--- What to work on ---
Carry over every entry exactly as it appears in the records.

Start of Extracted material

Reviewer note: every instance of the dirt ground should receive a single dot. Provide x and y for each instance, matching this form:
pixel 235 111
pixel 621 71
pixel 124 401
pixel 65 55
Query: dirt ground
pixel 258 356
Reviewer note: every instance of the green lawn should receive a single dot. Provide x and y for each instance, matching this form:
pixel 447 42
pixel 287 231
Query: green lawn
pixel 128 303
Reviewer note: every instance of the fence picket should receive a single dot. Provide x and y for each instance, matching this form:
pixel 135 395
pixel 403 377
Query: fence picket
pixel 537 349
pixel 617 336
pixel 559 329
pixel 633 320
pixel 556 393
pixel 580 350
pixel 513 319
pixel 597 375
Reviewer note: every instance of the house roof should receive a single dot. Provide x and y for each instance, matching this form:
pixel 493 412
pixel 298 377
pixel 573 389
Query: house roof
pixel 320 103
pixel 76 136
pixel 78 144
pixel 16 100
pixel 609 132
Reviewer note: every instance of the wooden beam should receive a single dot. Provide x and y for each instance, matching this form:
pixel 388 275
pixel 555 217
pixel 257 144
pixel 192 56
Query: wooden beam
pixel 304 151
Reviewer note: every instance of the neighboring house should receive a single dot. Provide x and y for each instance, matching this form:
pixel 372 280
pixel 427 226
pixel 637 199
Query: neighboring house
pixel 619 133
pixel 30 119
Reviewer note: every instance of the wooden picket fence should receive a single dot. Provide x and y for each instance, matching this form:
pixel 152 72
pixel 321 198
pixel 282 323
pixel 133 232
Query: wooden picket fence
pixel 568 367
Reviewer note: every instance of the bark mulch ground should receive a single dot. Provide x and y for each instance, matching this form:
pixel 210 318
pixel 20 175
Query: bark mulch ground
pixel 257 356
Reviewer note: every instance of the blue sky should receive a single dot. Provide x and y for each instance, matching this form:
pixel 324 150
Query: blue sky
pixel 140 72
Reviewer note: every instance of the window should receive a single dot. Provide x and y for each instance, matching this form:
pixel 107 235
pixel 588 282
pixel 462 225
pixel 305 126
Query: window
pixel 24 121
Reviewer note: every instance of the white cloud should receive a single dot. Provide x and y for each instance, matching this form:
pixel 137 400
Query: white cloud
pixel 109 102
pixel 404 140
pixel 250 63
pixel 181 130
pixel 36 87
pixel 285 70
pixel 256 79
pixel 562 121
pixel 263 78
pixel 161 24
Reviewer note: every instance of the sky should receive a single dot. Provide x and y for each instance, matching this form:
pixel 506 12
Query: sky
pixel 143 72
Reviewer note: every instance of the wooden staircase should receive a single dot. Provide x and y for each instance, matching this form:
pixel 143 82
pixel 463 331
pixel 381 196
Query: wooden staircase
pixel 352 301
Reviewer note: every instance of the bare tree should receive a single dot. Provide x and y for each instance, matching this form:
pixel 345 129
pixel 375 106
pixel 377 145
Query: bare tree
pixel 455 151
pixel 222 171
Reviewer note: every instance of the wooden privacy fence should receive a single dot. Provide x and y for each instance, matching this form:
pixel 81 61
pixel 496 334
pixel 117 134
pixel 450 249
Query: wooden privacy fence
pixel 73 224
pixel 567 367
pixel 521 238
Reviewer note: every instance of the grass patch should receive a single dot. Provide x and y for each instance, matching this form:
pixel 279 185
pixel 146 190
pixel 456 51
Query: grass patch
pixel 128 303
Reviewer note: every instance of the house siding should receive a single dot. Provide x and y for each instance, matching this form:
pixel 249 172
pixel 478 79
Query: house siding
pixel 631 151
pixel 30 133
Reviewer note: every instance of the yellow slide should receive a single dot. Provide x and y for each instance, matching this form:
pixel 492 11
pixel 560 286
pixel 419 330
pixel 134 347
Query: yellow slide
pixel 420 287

End of Extracted material

--- Completed task ---
Reviewer note: every instance of the dirt ground should receive a single dot. Provide x and y for each instance, matching this form:
pixel 235 111
pixel 621 71
pixel 124 401
pixel 65 55
Query: dirt ground
pixel 258 356
Reviewer note: every instance of the green lawn should receive a single dot. Provide x and y for each instance, matching this form:
pixel 447 42
pixel 287 231
Query: green lawn
pixel 128 303
Reviewer note: every instance of the fence picket should receive a single dot. Provide x and y for each instance, matching this form:
pixel 135 395
pixel 403 377
Query: fence picket
pixel 537 349
pixel 617 336
pixel 559 329
pixel 633 320
pixel 556 393
pixel 580 350
pixel 513 319
pixel 597 375
Reviewer note: every instance of the house roof should receive a single dot. Provide x and y for each instance, matching this form:
pixel 493 412
pixel 298 377
pixel 573 389
Query: house roof
pixel 320 103
pixel 76 136
pixel 78 144
pixel 16 100
pixel 609 132
Reviewer note: every instance of the wooden beam should receive a single dot. Provide x and y for each instance, matching this form:
pixel 388 275
pixel 555 217
pixel 257 144
pixel 192 56
Query: wooden beam
pixel 304 151
Reviewer note: every instance of the neighboring house should receive a single dot. Provide x and y for each instance, matching this form:
pixel 372 280
pixel 427 226
pixel 637 199
Query: neighboring house
pixel 619 133
pixel 30 119
Reviewer note: every instance of the wooden picket fence should receive a single dot. Provide x and y for each instance, matching this form:
pixel 152 72
pixel 321 198
pixel 282 323
pixel 133 232
Query: wooden picket fence
pixel 568 367
Reviewer note: every instance of the bark mulch ground should receive a single dot. Provide x and y for each instance, matching this form:
pixel 210 318
pixel 20 175
Query: bark mulch ground
pixel 257 356
Reviewer note: every instance of the blue sky should receive a single dot. Provide x and y for each instance, matching this form:
pixel 324 150
Query: blue sky
pixel 140 72
Reviewer note: every instance of the window should receive a single dot. Provide x and y for each instance, matching this form:
pixel 107 235
pixel 588 282
pixel 462 225
pixel 305 126
Query: window
pixel 24 121
Reviewer note: every instance of the white cloud should receive a single dot. Provide x and y for each instance, matching this form:
pixel 137 400
Query: white cloud
pixel 109 102
pixel 404 140
pixel 250 63
pixel 181 130
pixel 36 87
pixel 285 70
pixel 256 79
pixel 562 121
pixel 263 78
pixel 161 24
Reviewer note: every instance of the sky should receive a single dot. Provide x and y for each instance, matching this form:
pixel 506 12
Query: sky
pixel 143 72
Reviewer note: every instance of the wooden staircase should receive a single dot. Provide x and y for each instance, matching this form:
pixel 143 82
pixel 463 331
pixel 381 196
Query: wooden staircase
pixel 352 301
Reviewer note: every instance of the bare tree should receive a single dot. Provide x and y for each instance, matching this form:
pixel 345 129
pixel 375 106
pixel 377 145
Query: bare tree
pixel 455 151
pixel 222 171
Reviewer note: every instance of the wooden privacy fence should receive a single dot. Provide x and y for each instance, matching this form:
pixel 81 61
pixel 496 334
pixel 117 134
pixel 450 249
Query: wooden privacy fence
pixel 73 224
pixel 567 367
pixel 521 238
Reviewer note: every instance of the grass patch should receive a single dot. Provide x and y for each instance, matching this form:
pixel 279 185
pixel 146 190
pixel 456 51
Query: grass patch
pixel 128 303
Reviewer note: every instance of the house siding should receive a single dot. Provide x and y for each instance, matching this form:
pixel 249 172
pixel 478 79
Query: house siding
pixel 631 151
pixel 30 133
Reviewer note: every instance of the yellow slide should receive a single dot. Provide x and y for each instance, matching this form:
pixel 492 11
pixel 560 286
pixel 419 330
pixel 134 347
Query: yellow slide
pixel 420 287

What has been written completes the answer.